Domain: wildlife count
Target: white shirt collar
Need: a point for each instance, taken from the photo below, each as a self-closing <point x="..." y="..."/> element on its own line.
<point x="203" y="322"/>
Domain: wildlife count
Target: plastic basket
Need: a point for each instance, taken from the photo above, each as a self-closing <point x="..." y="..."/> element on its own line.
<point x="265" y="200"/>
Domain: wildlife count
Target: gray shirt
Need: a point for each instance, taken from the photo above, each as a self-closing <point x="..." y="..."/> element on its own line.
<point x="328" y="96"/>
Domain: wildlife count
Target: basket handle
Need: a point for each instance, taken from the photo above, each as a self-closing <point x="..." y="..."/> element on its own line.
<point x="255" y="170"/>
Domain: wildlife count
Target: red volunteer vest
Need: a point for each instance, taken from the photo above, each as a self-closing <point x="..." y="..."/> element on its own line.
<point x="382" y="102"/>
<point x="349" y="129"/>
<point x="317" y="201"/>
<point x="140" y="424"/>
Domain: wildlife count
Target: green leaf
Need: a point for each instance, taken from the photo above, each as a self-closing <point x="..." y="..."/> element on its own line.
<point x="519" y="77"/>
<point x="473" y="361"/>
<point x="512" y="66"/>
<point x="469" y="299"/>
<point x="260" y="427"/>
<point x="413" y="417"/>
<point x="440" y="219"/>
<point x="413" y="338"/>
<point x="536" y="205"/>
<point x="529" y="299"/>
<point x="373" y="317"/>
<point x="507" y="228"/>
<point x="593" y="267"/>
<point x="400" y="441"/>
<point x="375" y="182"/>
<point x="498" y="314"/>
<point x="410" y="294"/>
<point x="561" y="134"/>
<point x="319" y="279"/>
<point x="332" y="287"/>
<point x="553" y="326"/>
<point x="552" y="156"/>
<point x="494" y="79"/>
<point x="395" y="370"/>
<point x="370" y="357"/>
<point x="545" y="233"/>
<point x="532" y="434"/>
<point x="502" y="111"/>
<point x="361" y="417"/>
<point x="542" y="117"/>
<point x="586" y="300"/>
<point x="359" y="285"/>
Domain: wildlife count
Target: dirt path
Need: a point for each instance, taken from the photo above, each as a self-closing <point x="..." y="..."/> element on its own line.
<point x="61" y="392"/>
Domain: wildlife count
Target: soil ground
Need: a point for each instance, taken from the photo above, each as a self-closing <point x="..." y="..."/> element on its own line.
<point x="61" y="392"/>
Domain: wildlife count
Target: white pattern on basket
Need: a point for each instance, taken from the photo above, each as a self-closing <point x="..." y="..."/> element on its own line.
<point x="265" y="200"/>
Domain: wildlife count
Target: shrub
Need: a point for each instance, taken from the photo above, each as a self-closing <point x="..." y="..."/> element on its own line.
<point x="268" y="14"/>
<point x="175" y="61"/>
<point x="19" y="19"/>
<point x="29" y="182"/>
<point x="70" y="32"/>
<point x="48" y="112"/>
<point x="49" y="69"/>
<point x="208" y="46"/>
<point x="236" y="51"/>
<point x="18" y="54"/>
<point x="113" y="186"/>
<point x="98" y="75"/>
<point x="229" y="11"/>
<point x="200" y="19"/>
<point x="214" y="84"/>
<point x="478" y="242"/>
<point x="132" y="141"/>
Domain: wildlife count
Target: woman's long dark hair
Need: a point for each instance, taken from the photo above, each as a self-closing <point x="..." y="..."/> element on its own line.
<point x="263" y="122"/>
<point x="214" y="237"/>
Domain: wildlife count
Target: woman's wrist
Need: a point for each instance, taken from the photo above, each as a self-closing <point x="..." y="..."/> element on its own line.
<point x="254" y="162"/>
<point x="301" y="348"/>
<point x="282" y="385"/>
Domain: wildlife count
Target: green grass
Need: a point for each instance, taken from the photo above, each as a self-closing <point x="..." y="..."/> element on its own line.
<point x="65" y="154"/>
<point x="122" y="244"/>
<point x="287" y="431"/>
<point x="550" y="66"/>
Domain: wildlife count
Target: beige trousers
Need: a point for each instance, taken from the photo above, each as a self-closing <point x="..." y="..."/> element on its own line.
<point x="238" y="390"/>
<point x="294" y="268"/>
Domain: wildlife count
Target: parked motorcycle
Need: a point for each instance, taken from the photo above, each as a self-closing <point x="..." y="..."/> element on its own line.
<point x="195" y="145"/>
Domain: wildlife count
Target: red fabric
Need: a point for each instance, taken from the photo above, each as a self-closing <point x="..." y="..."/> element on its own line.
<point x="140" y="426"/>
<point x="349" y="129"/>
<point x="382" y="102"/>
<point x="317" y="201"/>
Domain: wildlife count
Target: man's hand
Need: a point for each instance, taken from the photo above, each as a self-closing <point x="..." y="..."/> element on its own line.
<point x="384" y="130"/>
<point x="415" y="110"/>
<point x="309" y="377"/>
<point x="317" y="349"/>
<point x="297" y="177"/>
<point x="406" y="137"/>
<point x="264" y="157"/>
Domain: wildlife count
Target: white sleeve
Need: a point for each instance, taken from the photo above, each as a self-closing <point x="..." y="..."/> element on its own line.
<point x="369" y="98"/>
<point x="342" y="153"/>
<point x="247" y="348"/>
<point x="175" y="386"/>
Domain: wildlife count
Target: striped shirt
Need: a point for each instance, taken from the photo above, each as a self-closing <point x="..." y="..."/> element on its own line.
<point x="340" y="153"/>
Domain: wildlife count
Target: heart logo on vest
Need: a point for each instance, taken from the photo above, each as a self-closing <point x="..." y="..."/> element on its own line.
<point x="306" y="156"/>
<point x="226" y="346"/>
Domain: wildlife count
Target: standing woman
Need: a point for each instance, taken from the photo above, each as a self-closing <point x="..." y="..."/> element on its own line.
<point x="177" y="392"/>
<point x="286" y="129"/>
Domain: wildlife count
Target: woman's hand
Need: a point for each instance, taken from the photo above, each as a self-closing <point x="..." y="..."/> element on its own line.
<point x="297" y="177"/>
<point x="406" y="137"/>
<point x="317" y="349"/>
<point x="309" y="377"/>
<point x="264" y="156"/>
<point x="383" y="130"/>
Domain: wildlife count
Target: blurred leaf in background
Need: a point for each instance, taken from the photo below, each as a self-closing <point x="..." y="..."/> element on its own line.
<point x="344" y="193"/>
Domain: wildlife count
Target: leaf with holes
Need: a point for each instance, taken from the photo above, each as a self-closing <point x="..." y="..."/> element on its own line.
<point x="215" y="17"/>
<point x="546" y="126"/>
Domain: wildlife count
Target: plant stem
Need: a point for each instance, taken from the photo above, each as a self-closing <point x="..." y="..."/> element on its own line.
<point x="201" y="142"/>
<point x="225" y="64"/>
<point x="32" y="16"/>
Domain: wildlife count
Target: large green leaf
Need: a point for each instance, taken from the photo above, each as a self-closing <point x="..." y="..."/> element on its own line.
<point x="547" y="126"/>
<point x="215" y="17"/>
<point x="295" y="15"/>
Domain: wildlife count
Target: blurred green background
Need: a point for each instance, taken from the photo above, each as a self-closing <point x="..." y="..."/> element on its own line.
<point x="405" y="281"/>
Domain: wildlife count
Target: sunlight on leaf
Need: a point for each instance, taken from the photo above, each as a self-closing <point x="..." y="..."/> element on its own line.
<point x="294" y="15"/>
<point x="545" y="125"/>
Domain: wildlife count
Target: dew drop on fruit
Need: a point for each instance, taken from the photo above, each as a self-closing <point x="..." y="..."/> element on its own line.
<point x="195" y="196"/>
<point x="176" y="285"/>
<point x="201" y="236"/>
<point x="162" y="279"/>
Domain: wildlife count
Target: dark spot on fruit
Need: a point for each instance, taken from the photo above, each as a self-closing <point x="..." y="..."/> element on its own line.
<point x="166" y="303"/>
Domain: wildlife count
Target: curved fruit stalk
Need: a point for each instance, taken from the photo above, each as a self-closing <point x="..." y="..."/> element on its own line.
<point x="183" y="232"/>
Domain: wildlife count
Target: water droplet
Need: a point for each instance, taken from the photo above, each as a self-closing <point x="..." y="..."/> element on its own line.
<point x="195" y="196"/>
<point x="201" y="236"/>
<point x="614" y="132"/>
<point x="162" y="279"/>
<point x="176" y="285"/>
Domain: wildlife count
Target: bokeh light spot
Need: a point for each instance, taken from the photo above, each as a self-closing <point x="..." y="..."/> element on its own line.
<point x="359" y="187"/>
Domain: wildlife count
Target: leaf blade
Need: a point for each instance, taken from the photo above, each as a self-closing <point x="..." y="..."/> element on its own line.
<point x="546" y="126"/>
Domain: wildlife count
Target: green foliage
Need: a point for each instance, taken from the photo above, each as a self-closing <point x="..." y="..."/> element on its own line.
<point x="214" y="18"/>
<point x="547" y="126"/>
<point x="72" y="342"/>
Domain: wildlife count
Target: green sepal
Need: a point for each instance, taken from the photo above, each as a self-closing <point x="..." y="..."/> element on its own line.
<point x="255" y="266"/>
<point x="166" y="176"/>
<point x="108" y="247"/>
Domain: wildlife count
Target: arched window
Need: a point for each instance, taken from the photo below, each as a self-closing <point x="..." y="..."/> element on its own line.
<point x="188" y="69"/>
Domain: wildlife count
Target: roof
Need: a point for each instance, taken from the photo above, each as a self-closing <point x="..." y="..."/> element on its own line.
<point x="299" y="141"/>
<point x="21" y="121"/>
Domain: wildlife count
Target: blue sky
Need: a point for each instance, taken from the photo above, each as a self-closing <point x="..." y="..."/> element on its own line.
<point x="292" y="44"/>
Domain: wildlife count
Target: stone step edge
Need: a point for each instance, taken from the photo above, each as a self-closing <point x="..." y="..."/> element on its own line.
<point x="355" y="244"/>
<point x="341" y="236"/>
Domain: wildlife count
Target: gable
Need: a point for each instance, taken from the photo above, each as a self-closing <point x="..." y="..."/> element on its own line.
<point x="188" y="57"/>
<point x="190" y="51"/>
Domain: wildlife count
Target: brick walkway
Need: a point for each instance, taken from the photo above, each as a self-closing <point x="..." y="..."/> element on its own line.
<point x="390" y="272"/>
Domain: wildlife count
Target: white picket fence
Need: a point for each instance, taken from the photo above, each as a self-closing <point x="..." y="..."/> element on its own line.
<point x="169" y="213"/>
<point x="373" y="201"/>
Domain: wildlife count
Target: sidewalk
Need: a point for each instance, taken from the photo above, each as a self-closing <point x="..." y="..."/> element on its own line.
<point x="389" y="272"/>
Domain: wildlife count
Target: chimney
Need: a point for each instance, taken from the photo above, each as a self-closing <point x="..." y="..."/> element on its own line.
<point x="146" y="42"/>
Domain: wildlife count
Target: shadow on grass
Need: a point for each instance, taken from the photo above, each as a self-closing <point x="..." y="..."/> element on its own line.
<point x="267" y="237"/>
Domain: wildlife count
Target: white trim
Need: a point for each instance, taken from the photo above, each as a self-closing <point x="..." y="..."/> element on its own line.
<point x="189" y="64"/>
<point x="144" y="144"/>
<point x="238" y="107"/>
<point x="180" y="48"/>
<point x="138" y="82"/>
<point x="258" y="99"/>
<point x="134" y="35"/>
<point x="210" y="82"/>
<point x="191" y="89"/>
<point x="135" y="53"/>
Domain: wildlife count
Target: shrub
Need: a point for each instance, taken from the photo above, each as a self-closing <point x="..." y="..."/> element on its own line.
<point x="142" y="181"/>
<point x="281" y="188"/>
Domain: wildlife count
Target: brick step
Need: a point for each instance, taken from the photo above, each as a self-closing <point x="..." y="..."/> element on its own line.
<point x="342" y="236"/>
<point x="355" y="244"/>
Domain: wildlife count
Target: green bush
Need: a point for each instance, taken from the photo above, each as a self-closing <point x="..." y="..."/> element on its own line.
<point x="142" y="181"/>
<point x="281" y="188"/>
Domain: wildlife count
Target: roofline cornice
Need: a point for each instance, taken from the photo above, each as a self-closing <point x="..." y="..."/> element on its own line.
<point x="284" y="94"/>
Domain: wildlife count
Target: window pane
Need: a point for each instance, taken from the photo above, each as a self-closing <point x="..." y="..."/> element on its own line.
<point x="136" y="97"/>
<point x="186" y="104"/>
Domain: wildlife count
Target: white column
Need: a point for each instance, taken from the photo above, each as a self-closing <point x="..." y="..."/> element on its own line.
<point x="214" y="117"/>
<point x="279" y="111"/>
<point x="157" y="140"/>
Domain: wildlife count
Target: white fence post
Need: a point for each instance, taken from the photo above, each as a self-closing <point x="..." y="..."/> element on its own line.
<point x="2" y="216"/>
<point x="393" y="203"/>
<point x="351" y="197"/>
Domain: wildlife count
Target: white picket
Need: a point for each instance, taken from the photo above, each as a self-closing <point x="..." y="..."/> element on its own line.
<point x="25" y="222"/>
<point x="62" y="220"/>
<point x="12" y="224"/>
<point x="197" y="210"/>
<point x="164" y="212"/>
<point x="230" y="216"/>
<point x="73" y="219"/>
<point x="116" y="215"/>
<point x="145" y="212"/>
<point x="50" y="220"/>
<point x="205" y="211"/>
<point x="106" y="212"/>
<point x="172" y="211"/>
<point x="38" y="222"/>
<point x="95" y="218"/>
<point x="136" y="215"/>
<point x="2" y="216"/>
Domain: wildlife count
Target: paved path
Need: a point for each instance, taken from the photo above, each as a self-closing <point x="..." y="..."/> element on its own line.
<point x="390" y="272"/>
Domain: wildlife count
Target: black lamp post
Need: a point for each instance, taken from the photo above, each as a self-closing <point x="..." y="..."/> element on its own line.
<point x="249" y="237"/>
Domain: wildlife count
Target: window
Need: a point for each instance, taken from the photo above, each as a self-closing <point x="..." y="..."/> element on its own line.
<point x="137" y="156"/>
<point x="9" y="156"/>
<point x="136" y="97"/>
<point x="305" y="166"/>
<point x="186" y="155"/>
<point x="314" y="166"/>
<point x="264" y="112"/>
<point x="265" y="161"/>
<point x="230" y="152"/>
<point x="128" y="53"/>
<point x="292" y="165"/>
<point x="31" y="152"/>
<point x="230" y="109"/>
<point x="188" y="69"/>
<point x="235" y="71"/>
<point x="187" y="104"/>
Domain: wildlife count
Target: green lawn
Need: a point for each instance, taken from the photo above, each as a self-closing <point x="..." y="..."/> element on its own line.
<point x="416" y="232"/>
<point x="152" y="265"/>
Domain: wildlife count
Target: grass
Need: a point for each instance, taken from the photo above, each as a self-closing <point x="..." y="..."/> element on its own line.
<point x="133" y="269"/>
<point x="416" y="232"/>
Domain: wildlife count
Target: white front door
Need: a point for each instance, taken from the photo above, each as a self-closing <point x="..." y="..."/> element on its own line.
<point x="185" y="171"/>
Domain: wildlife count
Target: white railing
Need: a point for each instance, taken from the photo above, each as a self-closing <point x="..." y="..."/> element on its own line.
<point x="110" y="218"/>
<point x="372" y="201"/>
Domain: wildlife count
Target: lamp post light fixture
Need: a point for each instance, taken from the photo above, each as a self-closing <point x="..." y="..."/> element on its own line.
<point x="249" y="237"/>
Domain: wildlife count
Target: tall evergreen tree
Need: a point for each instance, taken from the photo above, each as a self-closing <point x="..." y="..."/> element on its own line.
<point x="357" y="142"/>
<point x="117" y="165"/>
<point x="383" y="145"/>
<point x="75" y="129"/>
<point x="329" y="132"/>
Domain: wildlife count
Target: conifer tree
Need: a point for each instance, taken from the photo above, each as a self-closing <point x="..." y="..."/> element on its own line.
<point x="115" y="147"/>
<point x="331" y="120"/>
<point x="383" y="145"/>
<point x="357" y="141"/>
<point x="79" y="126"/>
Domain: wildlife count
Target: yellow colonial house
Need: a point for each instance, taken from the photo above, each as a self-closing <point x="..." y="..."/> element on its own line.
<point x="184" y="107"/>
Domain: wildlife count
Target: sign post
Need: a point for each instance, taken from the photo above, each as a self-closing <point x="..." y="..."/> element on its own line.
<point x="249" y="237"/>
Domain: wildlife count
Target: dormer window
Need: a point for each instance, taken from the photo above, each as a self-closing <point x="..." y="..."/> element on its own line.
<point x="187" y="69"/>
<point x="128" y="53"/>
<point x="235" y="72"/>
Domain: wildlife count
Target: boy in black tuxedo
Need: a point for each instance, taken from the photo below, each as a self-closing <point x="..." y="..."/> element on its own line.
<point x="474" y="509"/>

STATED EXERCISE:
Please pull out each line of the material above that contains the word "post".

RESPONSE:
Target: white fence post
Target: black lamp post
Target: lamp post light fixture
Target: sign post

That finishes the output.